### Instructions to follow
Set down every entry once more, exactly as it appears.

### Given entries
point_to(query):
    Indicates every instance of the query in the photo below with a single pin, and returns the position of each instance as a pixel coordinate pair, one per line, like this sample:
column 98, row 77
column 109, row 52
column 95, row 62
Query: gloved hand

### Solution to the exercise
point_to(query):
    Indicates every instance of the query in the photo below with a single pin, and returns the position of each instance as a pixel coordinate pair, one per line, like this sample:
column 98, row 77
column 109, row 52
column 95, row 62
Query: gloved hand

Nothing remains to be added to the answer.